(Data extracted from a collection)
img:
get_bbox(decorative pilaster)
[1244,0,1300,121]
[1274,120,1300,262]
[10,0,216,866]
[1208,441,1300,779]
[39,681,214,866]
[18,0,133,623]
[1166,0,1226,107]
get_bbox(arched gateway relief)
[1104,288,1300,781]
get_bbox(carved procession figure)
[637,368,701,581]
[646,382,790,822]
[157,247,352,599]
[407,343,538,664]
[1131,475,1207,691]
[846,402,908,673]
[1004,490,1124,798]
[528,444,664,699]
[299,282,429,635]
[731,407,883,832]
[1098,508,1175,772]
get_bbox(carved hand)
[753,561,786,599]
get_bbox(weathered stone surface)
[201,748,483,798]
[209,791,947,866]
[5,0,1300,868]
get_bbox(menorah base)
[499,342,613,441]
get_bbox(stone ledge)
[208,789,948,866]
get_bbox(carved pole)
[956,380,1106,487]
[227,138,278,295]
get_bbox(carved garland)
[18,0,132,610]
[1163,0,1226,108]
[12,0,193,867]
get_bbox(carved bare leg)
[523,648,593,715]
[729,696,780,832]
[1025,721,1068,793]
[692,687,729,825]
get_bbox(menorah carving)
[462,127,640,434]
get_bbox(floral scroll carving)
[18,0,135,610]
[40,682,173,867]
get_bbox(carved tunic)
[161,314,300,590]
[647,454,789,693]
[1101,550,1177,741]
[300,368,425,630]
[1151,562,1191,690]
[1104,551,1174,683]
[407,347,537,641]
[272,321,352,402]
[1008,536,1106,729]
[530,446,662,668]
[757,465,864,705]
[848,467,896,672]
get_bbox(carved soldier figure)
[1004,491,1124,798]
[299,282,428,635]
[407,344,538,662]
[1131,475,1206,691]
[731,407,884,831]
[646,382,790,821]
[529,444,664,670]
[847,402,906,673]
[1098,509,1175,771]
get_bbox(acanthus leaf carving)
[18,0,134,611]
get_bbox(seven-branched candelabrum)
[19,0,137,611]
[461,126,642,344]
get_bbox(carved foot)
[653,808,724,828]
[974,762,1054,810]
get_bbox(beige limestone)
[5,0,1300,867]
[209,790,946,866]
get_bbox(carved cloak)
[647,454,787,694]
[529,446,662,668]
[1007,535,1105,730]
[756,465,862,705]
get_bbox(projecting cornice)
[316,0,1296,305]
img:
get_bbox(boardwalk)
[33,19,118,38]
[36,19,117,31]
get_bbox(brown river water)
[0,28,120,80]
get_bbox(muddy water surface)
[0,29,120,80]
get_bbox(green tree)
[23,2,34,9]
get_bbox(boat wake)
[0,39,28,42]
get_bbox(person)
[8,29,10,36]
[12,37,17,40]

_What you will do_. In full and word for word, reproduce the data above.

_Exercise result_.
img:
get_bbox(decorative pilaster)
[1244,0,1300,121]
[1274,120,1300,262]
[10,0,216,866]
[1208,441,1300,779]
[39,681,214,866]
[18,0,133,623]
[1166,0,1226,107]
get_bbox(arched gateway relief)
[1104,288,1300,781]
get_bbox(carved procession figure)
[637,368,701,581]
[646,382,790,822]
[157,247,352,599]
[407,343,538,664]
[1131,475,1207,691]
[846,402,908,673]
[1004,490,1124,798]
[528,444,664,699]
[299,282,429,635]
[731,407,883,832]
[1098,508,1175,772]
get_bbox(carved hand)
[753,561,786,599]
get_bbox(weathered stone surface)
[201,748,483,798]
[209,791,947,866]
[5,0,1300,868]
get_bbox(menorah base)
[499,342,613,441]
get_bbox(stone ledge)
[208,789,948,866]
get_bbox(carved pole)
[956,380,1106,487]
[227,138,278,295]
get_bbox(carved garland)
[18,0,132,610]
[1163,0,1226,108]
[12,0,193,867]
get_bbox(carved bare leg)
[523,648,593,715]
[729,696,780,832]
[1025,721,1068,793]
[692,687,729,825]
get_bbox(menorah carving)
[462,127,640,434]
get_bbox(floral scroll carving)
[18,0,135,610]
[40,682,173,867]
get_bbox(carved tunic)
[161,314,300,590]
[647,454,789,693]
[1101,550,1177,741]
[300,368,425,630]
[1151,562,1191,690]
[1104,551,1174,683]
[407,347,537,641]
[272,321,352,402]
[1008,536,1106,729]
[530,446,662,668]
[757,465,864,705]
[848,467,896,672]
get_bbox(carved soldier figure)
[1004,491,1124,798]
[299,282,428,635]
[407,344,538,662]
[1131,475,1206,691]
[731,407,884,831]
[646,382,790,821]
[529,444,664,670]
[847,402,906,673]
[1098,509,1175,771]
get_bbox(acanthus leaf carving)
[18,0,134,611]
get_bbox(seven-branched candelabrum)
[19,0,137,611]
[461,126,642,344]
get_bbox(carved foot)
[653,808,724,828]
[974,762,1054,810]
get_bbox(beige limestone)
[5,0,1300,867]
[209,790,946,866]
get_bbox(carved cloak)
[647,454,787,694]
[529,446,662,668]
[1007,535,1105,730]
[756,465,862,705]
get_bbox(projecting cornice)
[316,0,1296,305]
img:
get_bbox(boardwalk)
[33,19,118,38]
[36,19,117,31]
get_bbox(brown river water)
[0,28,120,80]
get_bbox(muddy water surface)
[0,29,120,80]
get_bbox(green tree)
[23,2,34,9]
get_bbox(boat wake)
[0,39,28,42]
get_bbox(person)
[8,29,10,36]
[12,37,17,40]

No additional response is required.